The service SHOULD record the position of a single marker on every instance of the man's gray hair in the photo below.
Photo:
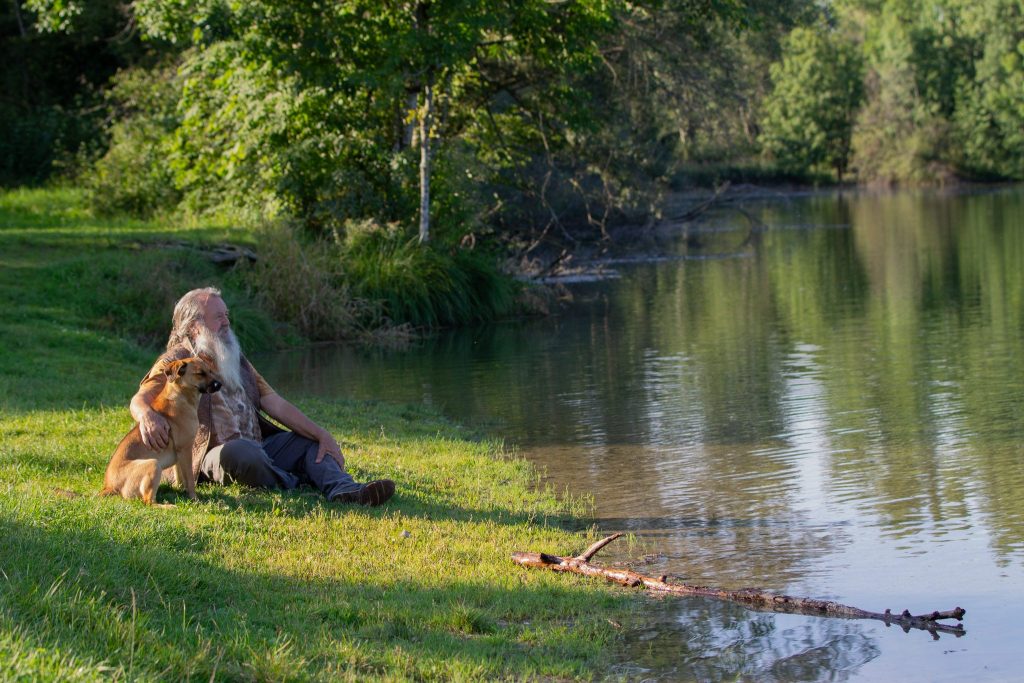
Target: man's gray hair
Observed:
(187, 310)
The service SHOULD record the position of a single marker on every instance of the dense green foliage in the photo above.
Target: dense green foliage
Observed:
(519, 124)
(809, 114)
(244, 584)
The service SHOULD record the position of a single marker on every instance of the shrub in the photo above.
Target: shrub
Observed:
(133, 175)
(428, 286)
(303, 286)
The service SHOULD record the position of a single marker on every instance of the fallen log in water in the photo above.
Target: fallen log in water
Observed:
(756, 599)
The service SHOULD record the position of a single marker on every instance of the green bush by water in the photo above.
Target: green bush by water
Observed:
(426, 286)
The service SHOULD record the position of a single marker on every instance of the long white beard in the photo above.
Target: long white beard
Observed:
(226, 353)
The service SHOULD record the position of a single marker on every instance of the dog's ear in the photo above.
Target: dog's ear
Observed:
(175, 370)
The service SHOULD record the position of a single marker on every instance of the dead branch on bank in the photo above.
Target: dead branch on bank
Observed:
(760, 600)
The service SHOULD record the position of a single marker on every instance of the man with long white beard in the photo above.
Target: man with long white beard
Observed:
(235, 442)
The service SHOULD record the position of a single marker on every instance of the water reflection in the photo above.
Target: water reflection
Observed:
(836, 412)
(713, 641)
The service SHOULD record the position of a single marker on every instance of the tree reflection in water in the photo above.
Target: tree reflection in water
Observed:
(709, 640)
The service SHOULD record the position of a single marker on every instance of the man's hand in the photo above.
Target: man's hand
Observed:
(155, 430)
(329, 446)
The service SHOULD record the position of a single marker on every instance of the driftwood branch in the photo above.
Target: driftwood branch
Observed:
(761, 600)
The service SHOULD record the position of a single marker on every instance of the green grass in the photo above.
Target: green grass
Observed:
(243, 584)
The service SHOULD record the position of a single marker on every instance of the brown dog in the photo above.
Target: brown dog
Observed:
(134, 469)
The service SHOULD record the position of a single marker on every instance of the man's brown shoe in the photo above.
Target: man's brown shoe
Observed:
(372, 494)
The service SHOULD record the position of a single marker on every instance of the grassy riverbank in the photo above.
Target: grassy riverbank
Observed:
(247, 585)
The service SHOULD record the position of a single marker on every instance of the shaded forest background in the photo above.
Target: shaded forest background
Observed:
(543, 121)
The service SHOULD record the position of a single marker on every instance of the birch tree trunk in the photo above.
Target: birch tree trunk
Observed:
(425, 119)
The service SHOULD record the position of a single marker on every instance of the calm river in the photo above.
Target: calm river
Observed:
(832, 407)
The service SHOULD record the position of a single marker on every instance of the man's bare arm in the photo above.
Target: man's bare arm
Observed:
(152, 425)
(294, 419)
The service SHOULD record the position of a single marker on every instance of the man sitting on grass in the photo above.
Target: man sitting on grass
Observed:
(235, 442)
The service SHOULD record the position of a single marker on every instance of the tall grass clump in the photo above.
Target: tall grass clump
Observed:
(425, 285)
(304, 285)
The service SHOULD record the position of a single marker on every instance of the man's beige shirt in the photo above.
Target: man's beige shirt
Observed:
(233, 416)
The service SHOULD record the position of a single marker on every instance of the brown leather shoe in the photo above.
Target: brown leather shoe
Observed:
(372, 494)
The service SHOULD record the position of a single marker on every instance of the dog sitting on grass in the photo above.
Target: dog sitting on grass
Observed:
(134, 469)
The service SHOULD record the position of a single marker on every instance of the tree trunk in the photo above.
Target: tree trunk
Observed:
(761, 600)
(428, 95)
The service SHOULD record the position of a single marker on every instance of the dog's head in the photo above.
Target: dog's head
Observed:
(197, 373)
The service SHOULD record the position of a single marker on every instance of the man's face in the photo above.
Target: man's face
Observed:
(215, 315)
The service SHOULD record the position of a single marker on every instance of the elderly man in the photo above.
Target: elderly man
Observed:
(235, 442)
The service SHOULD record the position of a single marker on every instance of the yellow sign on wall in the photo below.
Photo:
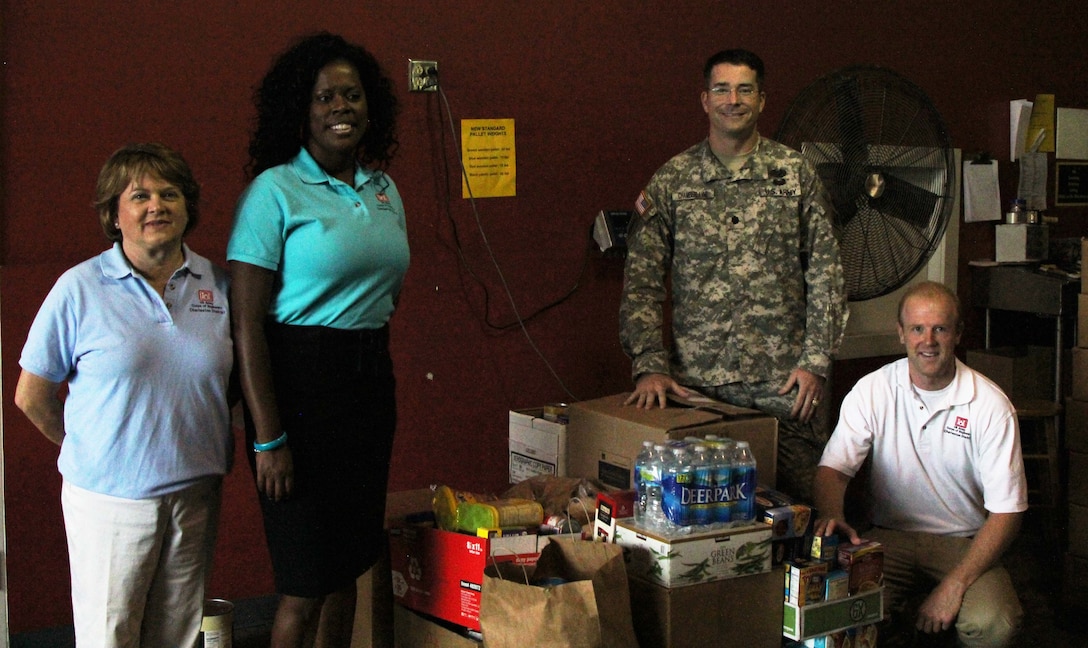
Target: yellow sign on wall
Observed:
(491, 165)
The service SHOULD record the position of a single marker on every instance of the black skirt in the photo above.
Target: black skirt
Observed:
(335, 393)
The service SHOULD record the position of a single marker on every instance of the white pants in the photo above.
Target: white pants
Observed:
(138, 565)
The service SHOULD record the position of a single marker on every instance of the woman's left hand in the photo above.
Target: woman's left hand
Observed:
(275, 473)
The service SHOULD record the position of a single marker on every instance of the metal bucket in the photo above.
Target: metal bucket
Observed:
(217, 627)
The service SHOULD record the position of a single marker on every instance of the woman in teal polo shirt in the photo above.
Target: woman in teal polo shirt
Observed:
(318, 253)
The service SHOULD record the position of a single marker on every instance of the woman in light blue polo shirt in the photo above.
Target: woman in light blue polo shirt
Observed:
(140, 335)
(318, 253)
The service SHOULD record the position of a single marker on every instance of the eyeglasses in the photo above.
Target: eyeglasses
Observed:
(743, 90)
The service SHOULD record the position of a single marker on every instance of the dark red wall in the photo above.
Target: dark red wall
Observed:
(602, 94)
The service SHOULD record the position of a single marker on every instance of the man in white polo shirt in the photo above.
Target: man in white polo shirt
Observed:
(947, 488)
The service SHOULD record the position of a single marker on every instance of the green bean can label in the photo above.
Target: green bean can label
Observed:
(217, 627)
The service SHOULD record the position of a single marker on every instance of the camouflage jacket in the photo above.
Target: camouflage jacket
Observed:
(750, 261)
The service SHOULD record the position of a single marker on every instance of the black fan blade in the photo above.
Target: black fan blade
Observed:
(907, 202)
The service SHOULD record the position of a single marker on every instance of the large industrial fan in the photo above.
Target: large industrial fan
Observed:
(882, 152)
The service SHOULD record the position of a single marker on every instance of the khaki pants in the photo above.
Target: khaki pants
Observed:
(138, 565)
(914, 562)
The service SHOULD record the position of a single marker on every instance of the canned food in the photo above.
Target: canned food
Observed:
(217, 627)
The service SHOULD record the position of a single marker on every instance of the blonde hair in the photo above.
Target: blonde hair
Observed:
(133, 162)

Instruction:
Recast the lines from the one containing "hair in the photo above." through the last line as a Markdown table with the columns Row and Line. Omit blank lines.

Finished answer:
| Row | Line |
|---|---|
| 1 | The service SHOULD record the position of a single marker on every instance of the blonde hair in the photo above. |
| 2 | Target: blonde hair |
| 3 | Observed: |
| 4 | (133, 162) |